Цель задания =>
Ответьте на вопросы по тексту о борьбе с монополиями:
1. В каком году Верховный суд разбил Standard Oil и на сколько компаний?
2. На какую сумму Евросоюз оштрафовал Google в 2017 году?
3. Сколько Google заплатил компании ITA в 2011 году?

Текстовый фрагмент =>
▬▬▬▬▬▬

Такие технологические компании, как Google, однажды возразили, что они всегда чувствуют конкуренцию. В любой момент может возникнуть более перспективный стартап, и пользователи тут же сменят поисковик. Однако это уже не так. Ни у одной компании нет такого доступа к данным и деньгам, какой есть у Google. Подобная корпорация может позволить себе заплатить миллиарды долларов, чтобы выкупить любой стартап, способный пошатнуть ее лидерство. Несколько лет назад Google каждую неделю покупал компании. А если бы создатели этого стартапа отказались его продавать, Google просто сделал бы похожий сервис и запустил его бесплатно, чтобы устранить любую конкуренцию. Против таких «голиафов» у Давида нет шансов.
 
Борьба с «голиафами»
 
Правительства часто применяли меры, чтобы обеспечить конкурентность среды. Несмотря на то что законодательство, обеспечивающее честное ценообразование, восходит еще к римским кукурузным рынкам, экономия от масштаба, которая возникла благодаря индустриальной революции, создала еще большую необходимость действовать. Первым последствием этой продолжающейся войны стал распад «большой нефтяной шестерки».
 
К 1900 году Standard Oil контролировала более девяноста процентов очищенной нефти в США. Джон Д. Рокфеллер был основателем корпорации, председателем совета директоров и главным акционером. Он считается богатейшим человеком в современной истории. В качестве ответа на общественное недовольство в 1911 году Верховный суд разбил Standard Oil на тридцать четыре мелкие компании под эгидой Акта Шермана 1890 года.
 
За этим последовали и другие удары по «голиафам». В 1911 году Верховный суд США взялся и за Big Tobacco, разделив American Tobacco Company на четыре небольшие фирмы. В 1982 году пришла очередь Big Telecom, и конгломерат AT&T разбился на семь региональных компаний Bell и теперь уже гораздо меньшую материнскую компанию. Совсем недавно Верховный суд принялся за Big Tech в погоне за Microsoft, но не особенно в этом преуспел. Европейская комиссия за Атлантическим океаном справлялась с неконкурентной средой несколько эффективнее. В 2017 году Евросоюз оштрафовал Google на рекордные 2,7 миллиарда долларов за препятствование честной конкуренции.
 
В США регулирование конкуренции сосредоточено в основном на ценах, которые платят покупатели. Однако антиконкурентное поведение затрагивает не только вопрос цены. Рынки часто не могут оценить внешние факторы вроде цены загрязнения, особенно в краткосрочной перспективе. Существует также острая необходимость в регулировании монополий данных. К сожалению, даже рекордные штрафы не способны, кажется, повлиять на поведение компаний Big Tech. Другие действия тоже не увенчались успехом. В 2011 году Google заплатил семьсот миллионов долларов ITA, компании, производящей программное обеспечение для бронирования полетов. Министерство юстиции одобрило сделку при условии, что как минимум пять лет доступ к программному обеспечению будет бесплатным. Google выждал всего два года, чтобы анонсировать то, что доступ будет закрыт в 2018 году. Тед Бенсон, бывший сотрудник Google, написал в Twitter: «Целая экосистема стартапов, связанных с полетами, была уничтожена с помощью одной ручки».

▬▬▬▬▬▬

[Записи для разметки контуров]
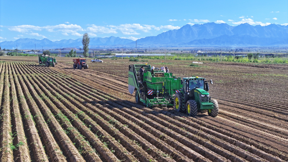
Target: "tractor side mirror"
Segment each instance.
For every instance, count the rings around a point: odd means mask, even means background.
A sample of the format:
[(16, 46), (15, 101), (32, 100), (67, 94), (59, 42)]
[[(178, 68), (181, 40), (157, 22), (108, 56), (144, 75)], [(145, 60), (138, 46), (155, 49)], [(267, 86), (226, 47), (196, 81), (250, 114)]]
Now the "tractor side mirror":
[[(211, 80), (211, 81), (212, 81), (212, 80)], [(211, 83), (212, 84), (212, 83)], [(209, 86), (208, 85), (208, 83), (206, 82), (205, 83), (205, 90), (206, 91), (209, 91)]]
[(188, 91), (189, 90), (189, 88), (188, 87), (188, 86), (189, 85), (189, 82), (185, 82), (185, 88), (186, 88), (186, 91), (188, 92)]

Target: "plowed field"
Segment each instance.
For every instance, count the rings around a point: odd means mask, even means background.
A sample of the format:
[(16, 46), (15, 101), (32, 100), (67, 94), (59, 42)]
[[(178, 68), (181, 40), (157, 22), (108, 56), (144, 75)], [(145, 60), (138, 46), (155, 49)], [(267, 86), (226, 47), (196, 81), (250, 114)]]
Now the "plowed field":
[[(287, 65), (37, 59), (0, 57), (2, 161), (288, 161)], [(128, 65), (146, 63), (212, 80), (218, 116), (136, 104)]]

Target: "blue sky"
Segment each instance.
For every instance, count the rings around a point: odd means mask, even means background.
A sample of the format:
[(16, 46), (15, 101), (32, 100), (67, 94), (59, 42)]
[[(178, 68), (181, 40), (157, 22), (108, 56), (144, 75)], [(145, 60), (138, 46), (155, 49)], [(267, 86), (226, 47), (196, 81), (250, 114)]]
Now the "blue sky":
[(189, 24), (288, 25), (288, 1), (0, 0), (0, 42), (111, 36), (135, 40)]

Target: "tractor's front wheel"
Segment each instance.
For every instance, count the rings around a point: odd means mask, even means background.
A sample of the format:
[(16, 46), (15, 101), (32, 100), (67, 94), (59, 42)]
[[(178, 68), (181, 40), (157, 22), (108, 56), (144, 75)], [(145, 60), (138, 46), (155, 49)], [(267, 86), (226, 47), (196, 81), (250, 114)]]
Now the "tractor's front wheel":
[(188, 100), (186, 104), (186, 113), (187, 115), (194, 116), (197, 115), (197, 103), (195, 100)]
[(174, 97), (174, 107), (175, 111), (177, 112), (182, 112), (182, 98), (183, 95), (181, 92), (178, 92), (176, 94)]
[(218, 110), (219, 109), (218, 102), (216, 100), (211, 100), (210, 101), (213, 103), (213, 109), (207, 110), (208, 115), (212, 117), (216, 117), (218, 115)]

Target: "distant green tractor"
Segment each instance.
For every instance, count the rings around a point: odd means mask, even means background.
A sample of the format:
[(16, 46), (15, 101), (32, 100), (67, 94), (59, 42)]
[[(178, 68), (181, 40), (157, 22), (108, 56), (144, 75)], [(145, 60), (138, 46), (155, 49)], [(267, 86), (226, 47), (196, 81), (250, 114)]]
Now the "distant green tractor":
[(38, 55), (39, 65), (41, 66), (49, 67), (49, 66), (55, 67), (57, 64), (57, 62), (55, 58), (50, 57), (48, 55)]
[[(198, 112), (208, 111), (208, 115), (215, 117), (218, 115), (218, 103), (211, 100), (208, 91), (208, 82), (205, 79), (193, 76), (183, 78), (183, 87), (174, 97), (175, 110), (180, 112), (186, 112), (190, 116), (196, 116)], [(210, 82), (212, 84), (212, 80)]]

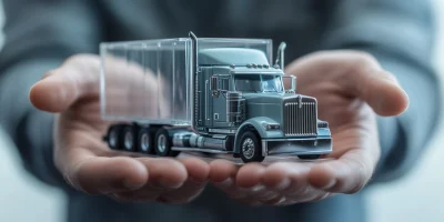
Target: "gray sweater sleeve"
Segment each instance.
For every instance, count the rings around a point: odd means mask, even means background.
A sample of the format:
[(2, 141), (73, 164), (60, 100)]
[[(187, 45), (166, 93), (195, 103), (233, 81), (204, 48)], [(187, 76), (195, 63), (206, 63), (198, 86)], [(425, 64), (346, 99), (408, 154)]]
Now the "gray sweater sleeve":
[(52, 114), (29, 101), (29, 89), (69, 56), (97, 52), (101, 33), (93, 1), (3, 0), (4, 47), (0, 53), (0, 124), (23, 167), (46, 183), (65, 183), (52, 161)]
[(441, 107), (432, 61), (432, 4), (428, 0), (343, 0), (330, 11), (334, 12), (322, 48), (370, 52), (410, 97), (405, 113), (379, 119), (382, 159), (374, 181), (397, 179), (421, 161)]

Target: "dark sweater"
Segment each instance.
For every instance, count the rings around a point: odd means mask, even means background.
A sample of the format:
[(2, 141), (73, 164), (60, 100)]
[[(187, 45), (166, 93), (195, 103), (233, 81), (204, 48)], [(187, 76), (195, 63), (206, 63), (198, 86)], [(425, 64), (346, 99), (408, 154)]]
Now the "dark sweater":
[[(380, 118), (382, 159), (372, 183), (420, 162), (438, 115), (432, 67), (434, 26), (426, 0), (3, 0), (0, 124), (23, 165), (69, 198), (68, 221), (363, 221), (362, 193), (285, 208), (250, 208), (209, 186), (190, 204), (123, 204), (72, 190), (52, 162), (52, 115), (32, 108), (30, 87), (74, 53), (101, 41), (186, 37), (271, 38), (287, 42), (286, 62), (329, 49), (372, 53), (410, 95), (408, 110)], [(276, 46), (274, 46), (276, 49)], [(371, 185), (372, 185), (371, 183)]]

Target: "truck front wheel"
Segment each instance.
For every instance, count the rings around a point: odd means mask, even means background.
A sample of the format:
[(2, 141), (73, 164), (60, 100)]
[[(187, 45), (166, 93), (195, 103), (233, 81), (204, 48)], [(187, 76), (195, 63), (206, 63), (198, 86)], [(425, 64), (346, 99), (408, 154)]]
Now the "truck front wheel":
[(112, 125), (108, 131), (107, 142), (108, 147), (112, 150), (120, 150), (122, 148), (121, 131), (121, 125)]
[(148, 128), (141, 128), (139, 131), (138, 152), (152, 154), (151, 134)]
[(244, 132), (241, 135), (239, 145), (241, 159), (244, 163), (262, 162), (264, 160), (264, 157), (262, 155), (261, 143), (259, 142), (259, 138), (254, 132)]
[(175, 157), (179, 154), (176, 151), (171, 150), (171, 140), (168, 131), (163, 128), (159, 129), (155, 133), (154, 142), (155, 154), (160, 157)]
[(127, 125), (123, 128), (123, 149), (125, 151), (135, 150), (135, 129), (132, 125)]

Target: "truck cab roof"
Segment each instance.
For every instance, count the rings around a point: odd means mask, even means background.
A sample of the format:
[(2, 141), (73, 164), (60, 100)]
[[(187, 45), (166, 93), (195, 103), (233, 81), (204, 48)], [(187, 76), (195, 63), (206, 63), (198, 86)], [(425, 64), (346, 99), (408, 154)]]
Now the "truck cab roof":
[(255, 49), (218, 48), (199, 51), (199, 65), (246, 67), (248, 64), (270, 67), (265, 53)]

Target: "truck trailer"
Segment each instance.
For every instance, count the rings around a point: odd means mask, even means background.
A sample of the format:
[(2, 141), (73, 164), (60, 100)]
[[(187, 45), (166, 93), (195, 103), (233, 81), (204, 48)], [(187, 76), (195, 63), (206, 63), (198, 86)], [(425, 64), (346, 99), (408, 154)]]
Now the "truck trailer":
[(297, 93), (295, 77), (284, 74), (284, 49), (282, 42), (273, 64), (269, 39), (190, 32), (101, 43), (104, 142), (159, 157), (232, 154), (245, 163), (330, 153), (329, 123), (317, 119), (316, 99)]

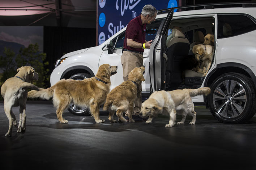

▬▬▬▬▬▬

Результат выполнения =>
1. Верховный суд разбил Standard Oil в 1911 году на тридцать четыре мелкие компании.
2. В 2017 году Евросоюз оштрафовал Google на 2,7 миллиарда долларов.
3. В 2011 году Google заплатил компании ITA семьсот миллионов долларов.